▸ **Consigne A**
D'après l'extrait sur le front de résistance citoyenne, à quelle date la marche dite pour la « paix, la démocratie et le développement » a-t-elle été organisée ?
▸ **Consigne B**
Rédigez la suite de l'extrait sur le front de résistance citoyenne, en commençant juste après sa dernière phrase.

Dans cette déclaration parvenue à notre rédaction et qualifiée de « plate-forme de résistance citoyenne », une vingtaine de structures de la société civile annonce la création d’un « front de résistance citoyenne contre la confiscation de la souveraineté de notre peuple à des fins monarchiques ». Les signataires qui se disent « conscients de leur devoir citoyen de défendre la constitution contre les faussaires de la démocratie » appellent les organisations de la société civile « désireuses d’apporter leur contribution dans cette lutte contre la remise en cause de nos acquis démocratiques » à les rejoindre.

Depuis la fin de la crise de 2011, les faussaires de la démocratie ont renoué avec leur tradition de manipulation politique et de duplicité. Sentant venir avec effroi la fin inéluctable d’une époque, ils ont décidé de ramer à contre-courant de l’histoire en usant de tous les artifices imaginables, notamment en mettant en place un Sénat, une institution largement décriée par la majorité des Burkinabè pour son caractère inutile et budgétivore. l Les résultats d’une enquête par sondage menée en décembre 2012 l’attestent.

Exploitant la vulnérabilité de plusieurs couches sociales de notre peuple, ils n’ont pas hésité à organiser une marche inutile dite pour la « paix, la démocratie et le développement » le 6 juillet 2013 ; eux qui, depuis 1987, ont réussi à classer le Burkina Faso au 183e rang sur 187 pays en matière de développement humain ; parmi donc les derniers au monde alors qu’il a eu l’avantage de ne connaitre ni guerre civile, ni catastrophe nationale de grande envergure.

▸ **Enregistrements de boîtes englobantes**
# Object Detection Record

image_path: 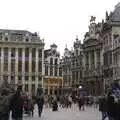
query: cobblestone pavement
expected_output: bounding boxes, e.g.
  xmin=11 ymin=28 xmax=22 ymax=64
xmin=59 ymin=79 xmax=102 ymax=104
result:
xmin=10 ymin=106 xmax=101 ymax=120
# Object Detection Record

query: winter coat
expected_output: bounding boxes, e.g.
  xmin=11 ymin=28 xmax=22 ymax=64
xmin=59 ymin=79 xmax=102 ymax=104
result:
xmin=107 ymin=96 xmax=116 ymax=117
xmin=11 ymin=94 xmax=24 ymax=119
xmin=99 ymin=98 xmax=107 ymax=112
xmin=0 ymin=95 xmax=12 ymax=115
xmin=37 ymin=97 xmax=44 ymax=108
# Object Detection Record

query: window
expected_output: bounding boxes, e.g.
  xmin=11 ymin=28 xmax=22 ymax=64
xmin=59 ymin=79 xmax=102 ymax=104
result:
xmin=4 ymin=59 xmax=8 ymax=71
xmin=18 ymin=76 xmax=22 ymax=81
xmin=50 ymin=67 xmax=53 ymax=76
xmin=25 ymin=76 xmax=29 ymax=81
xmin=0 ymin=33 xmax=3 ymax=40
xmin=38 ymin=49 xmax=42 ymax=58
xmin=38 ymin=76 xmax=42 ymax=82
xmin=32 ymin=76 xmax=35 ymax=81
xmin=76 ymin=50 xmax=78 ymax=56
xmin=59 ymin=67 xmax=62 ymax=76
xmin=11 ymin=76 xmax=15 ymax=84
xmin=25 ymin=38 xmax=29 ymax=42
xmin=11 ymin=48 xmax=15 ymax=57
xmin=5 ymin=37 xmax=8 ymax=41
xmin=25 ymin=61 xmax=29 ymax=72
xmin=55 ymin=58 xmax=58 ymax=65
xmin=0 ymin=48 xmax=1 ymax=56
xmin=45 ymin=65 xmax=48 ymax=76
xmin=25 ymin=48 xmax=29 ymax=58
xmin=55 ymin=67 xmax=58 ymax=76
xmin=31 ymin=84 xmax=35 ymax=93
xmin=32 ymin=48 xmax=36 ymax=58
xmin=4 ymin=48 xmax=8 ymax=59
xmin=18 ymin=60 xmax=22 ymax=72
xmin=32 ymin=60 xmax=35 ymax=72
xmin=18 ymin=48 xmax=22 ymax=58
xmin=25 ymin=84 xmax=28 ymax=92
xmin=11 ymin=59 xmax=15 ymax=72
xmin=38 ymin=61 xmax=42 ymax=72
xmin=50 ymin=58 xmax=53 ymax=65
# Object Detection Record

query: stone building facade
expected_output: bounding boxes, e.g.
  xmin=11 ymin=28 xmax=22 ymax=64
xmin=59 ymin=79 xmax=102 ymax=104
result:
* * *
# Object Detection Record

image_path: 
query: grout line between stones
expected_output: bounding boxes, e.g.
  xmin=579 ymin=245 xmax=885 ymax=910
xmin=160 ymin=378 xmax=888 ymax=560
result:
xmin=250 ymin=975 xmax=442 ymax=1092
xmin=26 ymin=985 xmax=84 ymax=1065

▸ **Résultat final A**
Le 6 juillet 2013.

▸ **Résultat final B**
Comment, dans ce contexte, ne pas s’indigner lorsqu’ils veulent donner des leçons de démocratie aux frais du contribuable en se payant le luxe d’un Sénat, après 22 ans de corruption électorale et de farce démocratique ? Lorsqu’en 2002, ils supprimaient la Chambre des représentants, les faussaires de la démocratie n’avaient pas hésité à marquer leur rejet total du bicaméralisme . Comment expliquer alors leur revirement spectaculaire dix ans après ? Quelle plus value peuvent avoir les chefs traditionnels dans un Sénat, eux qui sont déjà largement représentés à l’Assemblée nationale ? Quelle plus value auront les représentants officiels du Christianisme et de l’Islam dans un pays où les hommes politiques aiment afficher leur religiosité et où le pouvoir n’hésite pas à demander le secours des religieux à la moindre crise provoquée par ses propres turpitudes ? Quelle plus value auront les représentants des syndicats, du patronat, de la diaspora, des collectivités territoriales quand on sait que l’Assemblée nationale peut les auditionner « gratuitement » pour recueillir leurs précieux et sages conseils ? Quelle plus value aura finalement le Sénat quand on sait que les députés auront toujours le dernier mot sur les sénateurs à quelques exceptions près ?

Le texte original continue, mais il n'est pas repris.